— Start of PROVIDED DATA —

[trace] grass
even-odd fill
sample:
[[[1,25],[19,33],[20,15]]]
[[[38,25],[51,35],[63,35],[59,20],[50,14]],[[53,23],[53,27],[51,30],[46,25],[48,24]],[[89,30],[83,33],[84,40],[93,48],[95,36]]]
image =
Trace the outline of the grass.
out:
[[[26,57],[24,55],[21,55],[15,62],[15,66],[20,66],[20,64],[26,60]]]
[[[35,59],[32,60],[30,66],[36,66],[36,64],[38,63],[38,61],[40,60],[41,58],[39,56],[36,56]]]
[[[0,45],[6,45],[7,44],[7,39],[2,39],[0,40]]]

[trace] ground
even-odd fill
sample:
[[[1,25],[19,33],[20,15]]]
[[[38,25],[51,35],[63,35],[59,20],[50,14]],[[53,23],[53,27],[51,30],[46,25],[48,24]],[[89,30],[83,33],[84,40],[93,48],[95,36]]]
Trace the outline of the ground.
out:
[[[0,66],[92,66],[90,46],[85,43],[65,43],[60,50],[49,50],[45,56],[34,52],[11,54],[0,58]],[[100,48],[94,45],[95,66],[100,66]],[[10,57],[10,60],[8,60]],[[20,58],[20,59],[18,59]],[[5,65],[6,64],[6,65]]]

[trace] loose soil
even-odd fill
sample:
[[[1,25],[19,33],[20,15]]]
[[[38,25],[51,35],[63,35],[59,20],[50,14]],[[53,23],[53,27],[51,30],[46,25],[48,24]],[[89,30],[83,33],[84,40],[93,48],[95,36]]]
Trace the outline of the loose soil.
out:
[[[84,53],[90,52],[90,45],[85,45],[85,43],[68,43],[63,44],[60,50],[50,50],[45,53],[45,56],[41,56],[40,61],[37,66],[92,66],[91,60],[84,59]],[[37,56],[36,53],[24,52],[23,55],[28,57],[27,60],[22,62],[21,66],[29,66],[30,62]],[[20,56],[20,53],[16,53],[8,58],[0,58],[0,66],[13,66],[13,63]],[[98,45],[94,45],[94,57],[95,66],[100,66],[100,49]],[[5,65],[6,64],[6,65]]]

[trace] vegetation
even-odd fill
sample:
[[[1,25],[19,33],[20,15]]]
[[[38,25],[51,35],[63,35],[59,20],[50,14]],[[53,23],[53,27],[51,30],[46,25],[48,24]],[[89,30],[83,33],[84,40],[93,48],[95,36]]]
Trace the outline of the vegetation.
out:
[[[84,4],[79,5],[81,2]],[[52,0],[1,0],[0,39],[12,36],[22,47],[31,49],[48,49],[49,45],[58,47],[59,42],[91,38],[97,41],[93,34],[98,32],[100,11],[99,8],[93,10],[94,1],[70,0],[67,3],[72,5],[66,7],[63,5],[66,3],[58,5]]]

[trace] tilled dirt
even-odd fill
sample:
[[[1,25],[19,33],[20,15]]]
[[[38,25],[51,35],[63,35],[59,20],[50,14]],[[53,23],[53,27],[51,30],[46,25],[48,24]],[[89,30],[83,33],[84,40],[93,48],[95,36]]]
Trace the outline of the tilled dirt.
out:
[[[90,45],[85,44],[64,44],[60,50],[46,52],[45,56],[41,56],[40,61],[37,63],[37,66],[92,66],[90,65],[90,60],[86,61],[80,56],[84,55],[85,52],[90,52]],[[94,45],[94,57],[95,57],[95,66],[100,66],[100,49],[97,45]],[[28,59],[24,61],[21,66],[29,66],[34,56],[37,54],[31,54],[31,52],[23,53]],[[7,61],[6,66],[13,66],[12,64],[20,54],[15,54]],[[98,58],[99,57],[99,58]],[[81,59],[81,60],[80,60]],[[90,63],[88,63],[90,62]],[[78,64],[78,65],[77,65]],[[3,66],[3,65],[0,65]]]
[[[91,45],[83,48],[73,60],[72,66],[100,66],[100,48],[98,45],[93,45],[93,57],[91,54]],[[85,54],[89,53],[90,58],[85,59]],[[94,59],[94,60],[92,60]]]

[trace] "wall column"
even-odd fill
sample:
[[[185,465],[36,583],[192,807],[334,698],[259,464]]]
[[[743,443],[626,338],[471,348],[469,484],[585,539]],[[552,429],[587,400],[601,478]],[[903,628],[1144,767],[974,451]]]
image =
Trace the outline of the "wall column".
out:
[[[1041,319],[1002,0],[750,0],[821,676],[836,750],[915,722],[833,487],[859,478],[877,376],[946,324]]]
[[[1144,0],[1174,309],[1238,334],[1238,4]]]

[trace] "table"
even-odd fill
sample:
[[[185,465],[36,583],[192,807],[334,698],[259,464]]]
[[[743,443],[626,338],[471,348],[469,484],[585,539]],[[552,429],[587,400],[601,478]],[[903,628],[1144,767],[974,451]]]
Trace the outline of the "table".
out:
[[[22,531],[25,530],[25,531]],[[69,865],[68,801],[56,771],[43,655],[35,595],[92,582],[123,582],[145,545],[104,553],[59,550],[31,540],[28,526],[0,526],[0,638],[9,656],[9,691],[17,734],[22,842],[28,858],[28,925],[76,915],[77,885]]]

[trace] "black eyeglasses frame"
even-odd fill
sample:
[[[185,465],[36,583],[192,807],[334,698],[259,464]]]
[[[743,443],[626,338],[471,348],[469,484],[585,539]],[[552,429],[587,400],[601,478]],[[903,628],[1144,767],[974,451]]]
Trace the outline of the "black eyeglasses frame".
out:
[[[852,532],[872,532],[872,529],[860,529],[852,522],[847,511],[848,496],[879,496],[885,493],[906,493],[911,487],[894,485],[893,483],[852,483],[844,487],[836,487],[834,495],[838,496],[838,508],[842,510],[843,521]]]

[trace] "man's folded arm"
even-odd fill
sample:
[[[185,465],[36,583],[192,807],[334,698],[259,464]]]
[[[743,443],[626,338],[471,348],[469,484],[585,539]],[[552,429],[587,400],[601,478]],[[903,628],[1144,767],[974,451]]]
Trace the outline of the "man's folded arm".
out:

— End of PROVIDED DATA —

Every entry must be quoted exactly as it appears above.

[trace] grass
even-odd fill
sample:
[[[1,25],[19,33],[20,15]]]
[[[38,25],[51,35],[63,35],[59,20],[50,14]],[[53,23],[53,27],[51,30],[46,25],[48,24]],[[89,30],[83,33],[84,40],[93,48],[95,36]]]
image =
Trace the outline of the grass.
out:
[[[26,57],[24,55],[21,55],[15,62],[15,66],[20,66],[20,64],[26,60]]]
[[[35,59],[32,60],[30,66],[36,66],[36,64],[38,63],[38,61],[40,60],[41,58],[39,56],[36,56]]]
[[[0,45],[6,45],[7,44],[7,39],[2,39],[0,40]]]

[trace] ground
even-odd fill
sample:
[[[1,25],[19,33],[20,15]]]
[[[38,25],[51,35],[63,35],[59,20],[50,14]],[[53,23],[53,27],[51,30],[46,25],[48,24]],[[89,30],[83,33],[84,40],[93,48],[95,36]]]
Trace the outline of the ground.
out:
[[[0,66],[92,66],[90,46],[85,43],[65,43],[60,50],[49,50],[45,56],[34,52],[11,54],[0,58]],[[100,48],[94,45],[95,66],[100,66]],[[10,57],[10,60],[8,60]],[[20,58],[20,59],[18,59]],[[5,65],[6,64],[6,65]]]

[trace] loose soil
even-odd fill
sample:
[[[1,25],[19,33],[20,15]]]
[[[38,25],[51,35],[63,35],[59,20],[50,14]],[[53,23],[53,27],[51,30],[46,25],[48,24]],[[89,30],[83,33],[84,40],[93,48],[95,36]]]
Trace the outline of the loose soil.
out:
[[[84,53],[90,52],[90,45],[85,45],[85,43],[68,43],[63,44],[60,50],[50,50],[45,53],[45,56],[41,56],[40,61],[37,66],[92,66],[91,60],[84,59]],[[37,56],[36,53],[24,52],[23,55],[28,57],[27,60],[22,62],[21,66],[29,66],[30,62]],[[20,56],[20,53],[16,53],[8,58],[0,58],[0,66],[13,66],[13,63]],[[98,45],[94,45],[94,57],[95,66],[100,66],[100,49]],[[5,65],[6,64],[6,65]]]

[trace] vegetation
even-odd fill
sample:
[[[1,25],[19,33],[20,15]]]
[[[38,25],[51,35],[63,35],[59,20],[50,14]],[[53,23],[53,27],[51,30],[46,25],[48,24]],[[89,30],[83,33],[84,40],[93,48],[95,36]]]
Trace the outline of the vegetation.
out:
[[[84,4],[79,5],[81,2]],[[52,0],[1,0],[0,39],[12,36],[22,47],[31,49],[48,49],[49,45],[58,47],[59,42],[91,38],[97,41],[93,34],[98,32],[100,11],[99,8],[93,10],[94,1],[70,0],[67,3],[72,5],[66,7],[63,5],[66,3],[58,5]]]

[trace] tilled dirt
even-odd fill
sample:
[[[1,25],[19,33],[20,15]]]
[[[38,25],[51,35],[63,35],[59,20],[50,14]],[[53,23],[53,27],[51,30],[46,25],[48,24]],[[89,30],[83,33],[84,40],[93,48],[95,36]]]
Trace the outline of the tilled dirt.
out:
[[[90,45],[85,44],[64,44],[60,50],[46,52],[45,56],[41,56],[40,61],[37,63],[37,66],[92,66],[90,65],[90,60],[86,61],[80,56],[84,55],[85,52],[90,52]],[[94,45],[94,57],[95,57],[95,66],[100,66],[100,49],[97,45]],[[28,59],[24,61],[21,66],[29,66],[34,56],[37,54],[31,54],[31,52],[23,53]],[[7,61],[6,66],[13,66],[12,64],[20,54],[15,54]],[[98,58],[99,57],[99,58]],[[81,59],[81,60],[80,60]],[[90,63],[88,63],[90,62]],[[78,64],[78,65],[77,65]],[[3,66],[3,65],[0,65]]]
[[[91,45],[83,48],[73,60],[72,66],[100,66],[100,48],[98,45],[93,45],[93,57],[91,54]],[[85,54],[89,53],[90,58],[85,59]],[[94,59],[94,60],[92,60]]]

[trace] "wall column"
even-odd fill
sample:
[[[185,465],[36,583],[192,807],[334,698],[259,464]]]
[[[743,443],[626,338],[471,348],[469,484],[585,539]],[[552,429],[587,400],[601,478]],[[903,628],[1144,767],[974,451]]]
image =
Trace the outline of the "wall column".
out:
[[[1041,319],[1002,0],[750,0],[821,676],[836,750],[915,722],[833,487],[859,478],[877,376],[946,324]]]
[[[1144,0],[1174,309],[1238,334],[1238,4]]]

[trace] "table"
even-odd fill
sample:
[[[185,465],[36,583],[192,807],[334,698],[259,464]]]
[[[743,443],[626,338],[471,348],[469,484],[585,539]],[[552,429],[587,400],[601,478]],[[903,628],[1144,767],[974,451]]]
Trace the outline of the "table".
out:
[[[22,531],[25,530],[25,531]],[[69,865],[68,801],[56,771],[43,655],[35,595],[92,582],[123,582],[145,545],[104,553],[59,550],[31,540],[28,526],[0,526],[0,638],[9,656],[9,691],[17,734],[22,842],[28,858],[28,925],[76,915],[77,885]]]

[trace] "black eyeglasses frame"
even-odd fill
sample:
[[[185,465],[36,583],[192,807],[334,698],[259,464]]]
[[[743,443],[626,338],[471,348],[469,484],[585,539]],[[552,429],[587,400],[601,478]],[[903,628],[1144,767],[974,451]]]
Trace the outline of the "black eyeglasses frame".
out:
[[[852,532],[872,532],[872,529],[860,529],[852,522],[847,511],[848,496],[879,496],[885,493],[906,493],[911,487],[894,485],[893,483],[852,483],[844,487],[836,487],[834,495],[838,496],[838,508],[842,510],[843,521]]]

[trace] "man's folded arm"
even-odd fill
sample:
[[[185,465],[36,583],[192,807],[334,698],[259,464]]]
[[[743,443],[626,338],[471,348],[469,484],[585,539]],[[552,429],[587,400],[601,478]],[[903,628],[1144,767],[974,451]]]
Trace the outline of the "man's folded arm".
out:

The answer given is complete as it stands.